• **Task goal**
Pull out every line of the records that holds the word "blazer". Case counts.

• **Data provided**
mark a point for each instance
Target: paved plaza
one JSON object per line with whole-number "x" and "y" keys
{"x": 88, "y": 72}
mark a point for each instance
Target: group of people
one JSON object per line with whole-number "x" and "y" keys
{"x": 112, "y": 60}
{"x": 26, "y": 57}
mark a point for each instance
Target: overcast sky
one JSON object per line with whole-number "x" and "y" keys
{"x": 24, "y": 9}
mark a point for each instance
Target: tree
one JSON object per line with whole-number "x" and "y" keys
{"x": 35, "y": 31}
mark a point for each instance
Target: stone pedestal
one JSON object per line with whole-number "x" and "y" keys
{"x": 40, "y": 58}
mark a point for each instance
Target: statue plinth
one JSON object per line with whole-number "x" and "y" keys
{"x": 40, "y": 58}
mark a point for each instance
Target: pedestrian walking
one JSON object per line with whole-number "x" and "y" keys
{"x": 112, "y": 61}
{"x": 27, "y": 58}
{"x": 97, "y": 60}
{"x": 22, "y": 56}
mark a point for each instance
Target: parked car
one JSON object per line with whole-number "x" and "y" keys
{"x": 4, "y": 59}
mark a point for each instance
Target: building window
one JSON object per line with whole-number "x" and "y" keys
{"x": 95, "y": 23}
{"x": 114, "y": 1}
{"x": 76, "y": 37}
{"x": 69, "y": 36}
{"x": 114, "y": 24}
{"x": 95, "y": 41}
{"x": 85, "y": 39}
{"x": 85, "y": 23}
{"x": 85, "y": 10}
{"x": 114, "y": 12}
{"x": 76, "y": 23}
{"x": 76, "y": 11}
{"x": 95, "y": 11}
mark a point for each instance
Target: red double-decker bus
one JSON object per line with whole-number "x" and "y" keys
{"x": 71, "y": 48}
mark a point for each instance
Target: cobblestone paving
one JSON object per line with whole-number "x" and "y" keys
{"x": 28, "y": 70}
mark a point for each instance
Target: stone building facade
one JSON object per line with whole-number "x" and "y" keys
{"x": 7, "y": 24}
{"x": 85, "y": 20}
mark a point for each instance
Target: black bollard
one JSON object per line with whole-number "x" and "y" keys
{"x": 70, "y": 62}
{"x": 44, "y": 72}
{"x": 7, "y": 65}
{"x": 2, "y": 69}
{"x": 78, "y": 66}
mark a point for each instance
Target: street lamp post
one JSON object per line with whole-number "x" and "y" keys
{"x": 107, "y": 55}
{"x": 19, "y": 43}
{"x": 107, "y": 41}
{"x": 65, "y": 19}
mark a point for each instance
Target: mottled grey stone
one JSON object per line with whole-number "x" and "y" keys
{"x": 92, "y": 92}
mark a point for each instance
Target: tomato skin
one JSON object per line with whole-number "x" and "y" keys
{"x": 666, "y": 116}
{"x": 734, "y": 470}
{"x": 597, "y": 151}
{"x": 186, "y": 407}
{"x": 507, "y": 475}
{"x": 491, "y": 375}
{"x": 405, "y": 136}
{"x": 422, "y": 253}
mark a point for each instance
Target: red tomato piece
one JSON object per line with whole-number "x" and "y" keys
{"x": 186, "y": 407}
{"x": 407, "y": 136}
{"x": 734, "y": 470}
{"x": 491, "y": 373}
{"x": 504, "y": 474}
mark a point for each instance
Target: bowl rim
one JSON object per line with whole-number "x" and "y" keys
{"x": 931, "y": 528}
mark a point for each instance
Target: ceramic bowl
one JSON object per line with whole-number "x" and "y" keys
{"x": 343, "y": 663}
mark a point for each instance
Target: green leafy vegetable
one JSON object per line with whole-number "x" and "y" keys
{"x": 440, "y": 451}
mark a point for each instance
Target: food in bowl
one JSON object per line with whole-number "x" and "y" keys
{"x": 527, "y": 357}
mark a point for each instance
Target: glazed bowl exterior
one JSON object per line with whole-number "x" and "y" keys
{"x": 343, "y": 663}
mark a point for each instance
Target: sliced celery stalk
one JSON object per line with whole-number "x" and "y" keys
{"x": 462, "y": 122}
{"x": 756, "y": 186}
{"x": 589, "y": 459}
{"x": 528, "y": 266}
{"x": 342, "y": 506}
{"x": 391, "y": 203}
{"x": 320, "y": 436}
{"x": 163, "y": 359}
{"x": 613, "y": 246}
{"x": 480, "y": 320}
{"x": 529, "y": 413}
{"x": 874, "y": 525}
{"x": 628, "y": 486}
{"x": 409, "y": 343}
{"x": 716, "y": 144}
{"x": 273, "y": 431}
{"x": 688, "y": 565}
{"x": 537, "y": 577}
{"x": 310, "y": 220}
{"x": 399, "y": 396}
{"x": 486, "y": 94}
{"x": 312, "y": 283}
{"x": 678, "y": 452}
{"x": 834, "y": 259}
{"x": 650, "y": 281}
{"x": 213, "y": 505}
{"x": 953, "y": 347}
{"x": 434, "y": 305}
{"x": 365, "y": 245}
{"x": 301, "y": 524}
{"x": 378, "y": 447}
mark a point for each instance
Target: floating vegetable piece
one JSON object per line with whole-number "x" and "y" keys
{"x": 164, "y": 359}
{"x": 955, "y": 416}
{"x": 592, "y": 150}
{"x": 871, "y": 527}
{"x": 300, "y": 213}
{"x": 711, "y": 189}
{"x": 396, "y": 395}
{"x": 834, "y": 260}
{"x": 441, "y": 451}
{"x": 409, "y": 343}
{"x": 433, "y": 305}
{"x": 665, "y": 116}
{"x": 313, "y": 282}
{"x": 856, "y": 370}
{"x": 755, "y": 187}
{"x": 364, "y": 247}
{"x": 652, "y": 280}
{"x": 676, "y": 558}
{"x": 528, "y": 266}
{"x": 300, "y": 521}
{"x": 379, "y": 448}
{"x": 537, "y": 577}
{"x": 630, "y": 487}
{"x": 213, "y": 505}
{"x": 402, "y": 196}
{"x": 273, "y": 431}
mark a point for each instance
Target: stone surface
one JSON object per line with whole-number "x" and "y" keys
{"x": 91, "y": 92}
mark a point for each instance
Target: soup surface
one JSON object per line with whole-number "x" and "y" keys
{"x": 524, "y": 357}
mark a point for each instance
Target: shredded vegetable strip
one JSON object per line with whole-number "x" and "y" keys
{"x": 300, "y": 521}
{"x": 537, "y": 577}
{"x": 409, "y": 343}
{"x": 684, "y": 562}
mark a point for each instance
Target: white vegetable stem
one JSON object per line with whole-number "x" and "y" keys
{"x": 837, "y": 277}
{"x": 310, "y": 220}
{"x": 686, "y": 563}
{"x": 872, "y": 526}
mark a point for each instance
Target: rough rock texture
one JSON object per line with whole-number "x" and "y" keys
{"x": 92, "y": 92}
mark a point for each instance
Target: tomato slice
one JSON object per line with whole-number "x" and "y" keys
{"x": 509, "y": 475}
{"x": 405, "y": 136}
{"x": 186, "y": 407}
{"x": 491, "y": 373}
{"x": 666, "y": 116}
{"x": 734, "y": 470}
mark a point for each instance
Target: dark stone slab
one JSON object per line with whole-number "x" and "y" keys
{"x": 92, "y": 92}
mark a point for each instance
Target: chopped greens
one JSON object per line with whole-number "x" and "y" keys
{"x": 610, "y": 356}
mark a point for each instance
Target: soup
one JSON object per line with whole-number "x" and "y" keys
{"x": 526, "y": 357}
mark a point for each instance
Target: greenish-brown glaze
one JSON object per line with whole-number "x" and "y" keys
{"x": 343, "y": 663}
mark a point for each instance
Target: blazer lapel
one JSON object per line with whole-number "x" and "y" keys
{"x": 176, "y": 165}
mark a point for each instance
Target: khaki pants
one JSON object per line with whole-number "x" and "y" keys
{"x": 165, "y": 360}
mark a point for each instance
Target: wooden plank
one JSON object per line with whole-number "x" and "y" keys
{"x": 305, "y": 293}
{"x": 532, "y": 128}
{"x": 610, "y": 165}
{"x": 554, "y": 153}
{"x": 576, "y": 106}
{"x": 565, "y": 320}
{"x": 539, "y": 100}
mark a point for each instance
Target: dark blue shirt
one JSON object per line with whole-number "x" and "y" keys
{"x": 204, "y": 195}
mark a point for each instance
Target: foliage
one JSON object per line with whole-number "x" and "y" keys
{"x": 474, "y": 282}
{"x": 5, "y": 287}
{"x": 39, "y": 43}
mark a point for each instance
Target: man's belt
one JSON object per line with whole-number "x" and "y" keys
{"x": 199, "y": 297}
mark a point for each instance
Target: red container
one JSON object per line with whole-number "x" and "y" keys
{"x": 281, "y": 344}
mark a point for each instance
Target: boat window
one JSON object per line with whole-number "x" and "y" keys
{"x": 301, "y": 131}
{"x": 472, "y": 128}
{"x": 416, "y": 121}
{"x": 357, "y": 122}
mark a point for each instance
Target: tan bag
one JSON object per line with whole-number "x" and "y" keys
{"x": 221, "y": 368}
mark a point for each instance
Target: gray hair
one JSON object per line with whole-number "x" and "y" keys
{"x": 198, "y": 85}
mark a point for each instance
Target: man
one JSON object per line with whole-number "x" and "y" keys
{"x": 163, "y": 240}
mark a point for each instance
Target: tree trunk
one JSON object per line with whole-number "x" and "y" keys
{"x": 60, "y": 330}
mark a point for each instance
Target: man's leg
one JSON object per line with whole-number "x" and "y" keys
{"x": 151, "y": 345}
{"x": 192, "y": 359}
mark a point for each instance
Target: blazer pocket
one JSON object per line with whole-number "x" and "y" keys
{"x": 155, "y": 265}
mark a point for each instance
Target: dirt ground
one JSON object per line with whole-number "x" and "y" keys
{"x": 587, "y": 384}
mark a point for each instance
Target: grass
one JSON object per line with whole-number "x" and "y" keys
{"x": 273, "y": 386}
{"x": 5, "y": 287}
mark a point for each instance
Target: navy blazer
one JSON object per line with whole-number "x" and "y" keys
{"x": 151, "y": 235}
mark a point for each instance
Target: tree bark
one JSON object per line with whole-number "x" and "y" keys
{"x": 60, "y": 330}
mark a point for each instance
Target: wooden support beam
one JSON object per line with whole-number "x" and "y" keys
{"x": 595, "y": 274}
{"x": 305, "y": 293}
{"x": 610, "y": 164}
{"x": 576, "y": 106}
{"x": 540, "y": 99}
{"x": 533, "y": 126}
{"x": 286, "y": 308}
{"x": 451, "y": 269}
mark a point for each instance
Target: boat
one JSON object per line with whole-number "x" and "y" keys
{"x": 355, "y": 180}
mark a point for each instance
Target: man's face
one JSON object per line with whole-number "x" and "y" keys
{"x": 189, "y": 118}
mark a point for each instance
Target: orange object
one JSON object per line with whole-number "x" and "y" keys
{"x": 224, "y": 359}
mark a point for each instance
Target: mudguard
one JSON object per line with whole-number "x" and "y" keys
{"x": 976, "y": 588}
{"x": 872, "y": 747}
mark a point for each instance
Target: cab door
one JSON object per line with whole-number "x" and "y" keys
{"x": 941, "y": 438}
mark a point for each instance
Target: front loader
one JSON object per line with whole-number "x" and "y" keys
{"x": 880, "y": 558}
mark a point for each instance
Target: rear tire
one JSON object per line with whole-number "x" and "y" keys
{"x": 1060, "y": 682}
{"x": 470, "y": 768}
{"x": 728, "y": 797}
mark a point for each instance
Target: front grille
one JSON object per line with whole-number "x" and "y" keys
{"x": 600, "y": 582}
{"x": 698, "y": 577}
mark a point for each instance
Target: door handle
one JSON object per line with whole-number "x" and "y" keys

• **Final result**
Target: blazer lapel
Target: blazer pocket
Target: navy blazer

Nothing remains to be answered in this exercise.